### Requirements
Look for the line with "Where can you spot the thick" in the entries below, then extract that line and all lines after it exactly, with pictures left out.

━━━━━ Records provided ━━━━━

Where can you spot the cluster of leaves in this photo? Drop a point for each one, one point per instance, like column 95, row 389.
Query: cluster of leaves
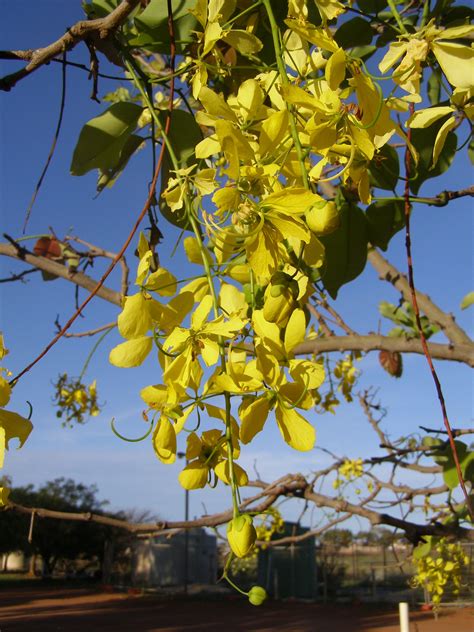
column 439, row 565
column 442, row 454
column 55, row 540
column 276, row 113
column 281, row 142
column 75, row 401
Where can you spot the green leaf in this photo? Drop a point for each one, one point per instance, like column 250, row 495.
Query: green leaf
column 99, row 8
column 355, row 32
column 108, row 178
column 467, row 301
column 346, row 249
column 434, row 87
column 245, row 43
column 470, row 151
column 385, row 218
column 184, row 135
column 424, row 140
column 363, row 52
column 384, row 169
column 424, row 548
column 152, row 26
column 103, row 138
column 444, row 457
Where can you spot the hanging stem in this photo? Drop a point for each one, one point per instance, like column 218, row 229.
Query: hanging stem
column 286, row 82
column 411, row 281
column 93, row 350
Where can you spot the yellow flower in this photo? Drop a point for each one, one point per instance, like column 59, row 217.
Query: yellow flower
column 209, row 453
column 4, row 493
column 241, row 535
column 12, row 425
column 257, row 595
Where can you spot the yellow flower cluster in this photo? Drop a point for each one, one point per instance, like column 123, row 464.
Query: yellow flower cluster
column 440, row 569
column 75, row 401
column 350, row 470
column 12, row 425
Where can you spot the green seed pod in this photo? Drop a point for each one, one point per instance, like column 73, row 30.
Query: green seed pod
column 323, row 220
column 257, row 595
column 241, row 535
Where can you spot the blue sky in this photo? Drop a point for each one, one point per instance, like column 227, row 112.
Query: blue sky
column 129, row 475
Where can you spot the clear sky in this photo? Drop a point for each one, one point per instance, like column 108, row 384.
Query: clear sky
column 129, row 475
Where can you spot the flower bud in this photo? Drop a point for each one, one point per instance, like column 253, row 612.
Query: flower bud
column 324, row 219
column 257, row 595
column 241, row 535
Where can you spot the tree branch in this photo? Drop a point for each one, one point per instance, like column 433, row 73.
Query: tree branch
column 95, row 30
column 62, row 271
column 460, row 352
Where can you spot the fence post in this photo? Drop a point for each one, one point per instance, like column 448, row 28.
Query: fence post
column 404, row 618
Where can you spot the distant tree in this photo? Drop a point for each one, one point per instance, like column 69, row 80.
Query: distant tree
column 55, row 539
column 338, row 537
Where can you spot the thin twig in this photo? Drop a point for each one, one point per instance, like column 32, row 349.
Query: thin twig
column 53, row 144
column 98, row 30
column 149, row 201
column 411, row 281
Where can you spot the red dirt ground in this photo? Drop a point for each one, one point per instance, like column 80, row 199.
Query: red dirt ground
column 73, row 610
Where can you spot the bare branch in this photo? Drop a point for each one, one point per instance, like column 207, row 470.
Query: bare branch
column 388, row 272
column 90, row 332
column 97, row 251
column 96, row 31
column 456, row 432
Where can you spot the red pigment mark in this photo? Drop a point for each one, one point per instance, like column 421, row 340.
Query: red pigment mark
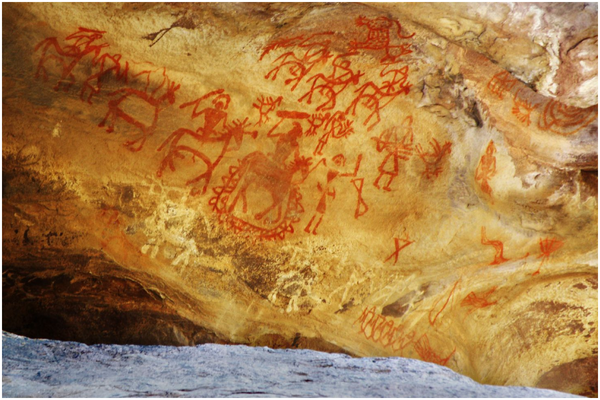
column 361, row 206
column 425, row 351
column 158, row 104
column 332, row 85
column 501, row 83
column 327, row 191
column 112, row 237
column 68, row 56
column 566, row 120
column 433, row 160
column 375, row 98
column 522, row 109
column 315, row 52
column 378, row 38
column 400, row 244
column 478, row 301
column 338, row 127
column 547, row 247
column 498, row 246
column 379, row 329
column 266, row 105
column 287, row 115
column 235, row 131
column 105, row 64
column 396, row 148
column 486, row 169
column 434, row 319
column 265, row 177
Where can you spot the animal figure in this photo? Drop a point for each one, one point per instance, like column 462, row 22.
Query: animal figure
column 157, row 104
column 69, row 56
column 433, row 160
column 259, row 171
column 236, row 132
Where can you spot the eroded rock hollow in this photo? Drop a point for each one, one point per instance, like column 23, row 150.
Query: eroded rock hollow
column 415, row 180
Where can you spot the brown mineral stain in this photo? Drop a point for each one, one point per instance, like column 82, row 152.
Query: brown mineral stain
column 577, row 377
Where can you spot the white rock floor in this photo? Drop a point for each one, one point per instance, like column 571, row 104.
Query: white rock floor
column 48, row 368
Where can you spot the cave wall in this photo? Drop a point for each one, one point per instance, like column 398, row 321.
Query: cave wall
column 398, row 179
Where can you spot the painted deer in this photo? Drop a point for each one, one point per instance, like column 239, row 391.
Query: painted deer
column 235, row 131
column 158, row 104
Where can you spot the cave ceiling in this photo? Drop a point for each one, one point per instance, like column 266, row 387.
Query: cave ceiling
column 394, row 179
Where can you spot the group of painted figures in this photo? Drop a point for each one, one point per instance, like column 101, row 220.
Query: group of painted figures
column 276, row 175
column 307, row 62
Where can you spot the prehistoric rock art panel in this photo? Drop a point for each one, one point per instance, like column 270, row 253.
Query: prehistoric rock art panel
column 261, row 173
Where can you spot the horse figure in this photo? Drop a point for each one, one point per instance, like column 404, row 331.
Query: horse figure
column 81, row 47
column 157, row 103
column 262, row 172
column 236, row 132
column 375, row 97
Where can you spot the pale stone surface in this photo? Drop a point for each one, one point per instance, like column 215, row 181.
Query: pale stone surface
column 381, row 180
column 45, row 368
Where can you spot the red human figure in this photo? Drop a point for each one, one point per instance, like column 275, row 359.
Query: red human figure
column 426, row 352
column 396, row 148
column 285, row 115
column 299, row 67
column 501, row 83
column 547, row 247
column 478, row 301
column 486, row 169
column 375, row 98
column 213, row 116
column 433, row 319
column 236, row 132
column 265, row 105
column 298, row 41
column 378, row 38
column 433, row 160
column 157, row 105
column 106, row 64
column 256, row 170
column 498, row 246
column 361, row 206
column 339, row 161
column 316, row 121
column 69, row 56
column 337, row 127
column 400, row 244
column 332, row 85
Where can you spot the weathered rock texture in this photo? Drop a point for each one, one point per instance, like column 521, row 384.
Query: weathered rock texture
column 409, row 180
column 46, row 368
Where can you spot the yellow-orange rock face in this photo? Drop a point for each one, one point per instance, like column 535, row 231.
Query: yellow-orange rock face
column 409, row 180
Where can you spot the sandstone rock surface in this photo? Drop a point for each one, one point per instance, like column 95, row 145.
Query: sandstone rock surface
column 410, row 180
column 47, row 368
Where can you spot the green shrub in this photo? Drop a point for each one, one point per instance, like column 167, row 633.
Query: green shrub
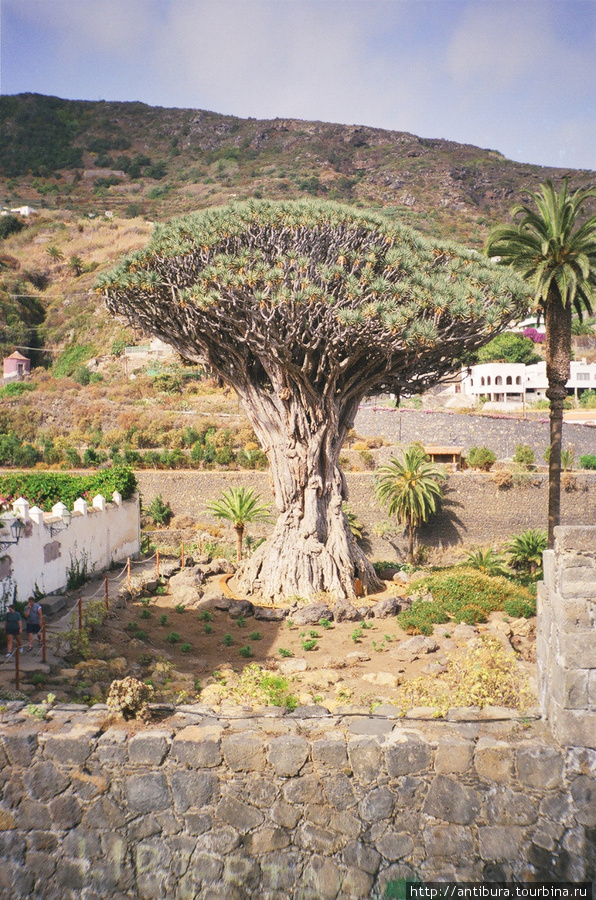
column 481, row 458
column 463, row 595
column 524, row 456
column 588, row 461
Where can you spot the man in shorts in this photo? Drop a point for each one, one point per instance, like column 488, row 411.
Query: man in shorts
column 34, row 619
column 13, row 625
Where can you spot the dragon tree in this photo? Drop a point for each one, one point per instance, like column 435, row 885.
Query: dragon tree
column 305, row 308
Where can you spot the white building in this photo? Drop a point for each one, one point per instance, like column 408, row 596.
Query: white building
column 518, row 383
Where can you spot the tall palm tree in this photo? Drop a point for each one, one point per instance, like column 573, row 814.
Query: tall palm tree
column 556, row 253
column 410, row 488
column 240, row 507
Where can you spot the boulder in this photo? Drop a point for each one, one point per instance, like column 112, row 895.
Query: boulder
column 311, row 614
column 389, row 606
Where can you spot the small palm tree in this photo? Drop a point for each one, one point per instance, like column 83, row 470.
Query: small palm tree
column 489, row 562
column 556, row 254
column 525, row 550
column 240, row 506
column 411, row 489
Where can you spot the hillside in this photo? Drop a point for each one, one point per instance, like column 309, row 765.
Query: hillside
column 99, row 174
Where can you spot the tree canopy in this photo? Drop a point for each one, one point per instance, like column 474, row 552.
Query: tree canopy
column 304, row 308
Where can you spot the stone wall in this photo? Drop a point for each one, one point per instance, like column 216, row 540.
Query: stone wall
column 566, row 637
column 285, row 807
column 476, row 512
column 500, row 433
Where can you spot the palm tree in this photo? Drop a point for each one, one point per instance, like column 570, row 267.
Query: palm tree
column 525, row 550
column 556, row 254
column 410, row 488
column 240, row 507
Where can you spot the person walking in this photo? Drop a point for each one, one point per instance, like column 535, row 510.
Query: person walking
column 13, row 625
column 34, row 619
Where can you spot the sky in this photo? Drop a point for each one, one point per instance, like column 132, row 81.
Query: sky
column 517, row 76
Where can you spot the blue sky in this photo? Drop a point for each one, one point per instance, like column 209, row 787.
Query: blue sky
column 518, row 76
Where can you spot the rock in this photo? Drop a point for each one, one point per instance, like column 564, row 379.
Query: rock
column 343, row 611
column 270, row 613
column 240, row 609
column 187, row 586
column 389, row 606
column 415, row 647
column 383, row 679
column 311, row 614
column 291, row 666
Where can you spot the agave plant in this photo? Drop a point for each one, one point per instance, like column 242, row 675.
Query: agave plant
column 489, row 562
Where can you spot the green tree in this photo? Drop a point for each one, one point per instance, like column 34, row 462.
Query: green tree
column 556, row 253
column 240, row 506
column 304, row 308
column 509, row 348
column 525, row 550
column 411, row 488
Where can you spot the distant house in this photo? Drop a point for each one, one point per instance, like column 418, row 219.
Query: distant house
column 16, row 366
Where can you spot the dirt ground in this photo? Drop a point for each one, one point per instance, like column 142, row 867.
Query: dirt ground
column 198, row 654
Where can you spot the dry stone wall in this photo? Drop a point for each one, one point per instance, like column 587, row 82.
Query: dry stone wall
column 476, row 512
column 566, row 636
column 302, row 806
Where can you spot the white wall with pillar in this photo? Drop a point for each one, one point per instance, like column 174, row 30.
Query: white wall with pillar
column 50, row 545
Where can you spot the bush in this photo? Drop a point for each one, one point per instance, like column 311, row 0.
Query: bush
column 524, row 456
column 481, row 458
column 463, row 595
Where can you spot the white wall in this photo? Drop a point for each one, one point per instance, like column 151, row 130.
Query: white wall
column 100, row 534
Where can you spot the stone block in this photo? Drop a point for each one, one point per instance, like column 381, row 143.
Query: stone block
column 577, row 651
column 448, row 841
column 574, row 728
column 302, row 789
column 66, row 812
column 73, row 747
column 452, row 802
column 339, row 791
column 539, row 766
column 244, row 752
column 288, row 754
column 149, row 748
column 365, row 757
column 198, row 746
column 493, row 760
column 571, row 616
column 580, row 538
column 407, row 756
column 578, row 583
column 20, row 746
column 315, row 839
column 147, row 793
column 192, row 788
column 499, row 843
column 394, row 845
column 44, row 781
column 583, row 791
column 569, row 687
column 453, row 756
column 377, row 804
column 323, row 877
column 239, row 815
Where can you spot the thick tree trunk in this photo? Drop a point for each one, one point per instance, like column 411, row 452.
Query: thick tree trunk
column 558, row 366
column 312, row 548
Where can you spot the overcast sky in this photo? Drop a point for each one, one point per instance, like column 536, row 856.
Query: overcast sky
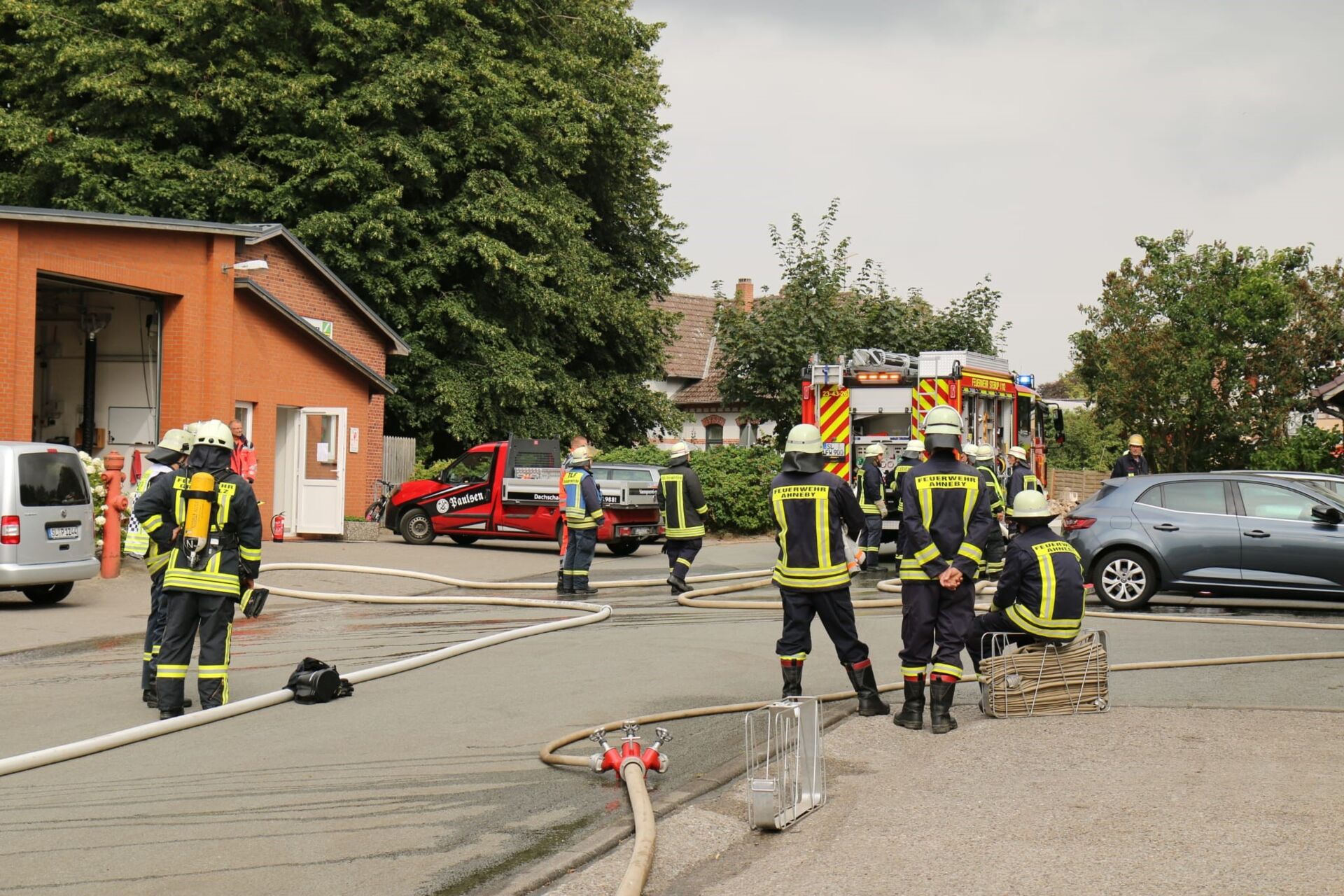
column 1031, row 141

━━━━━

### Answer to the problem
Where can you spot the thick tree trunk in this photo? Drop a point for each one, one point per instance, like column 411, row 452.
Query: thick tree trunk
column 558, row 366
column 312, row 548
Where can you spot the overcast sky in this photo? Drop a point for each one, one point per instance, like column 536, row 856.
Query: overcast sky
column 1031, row 141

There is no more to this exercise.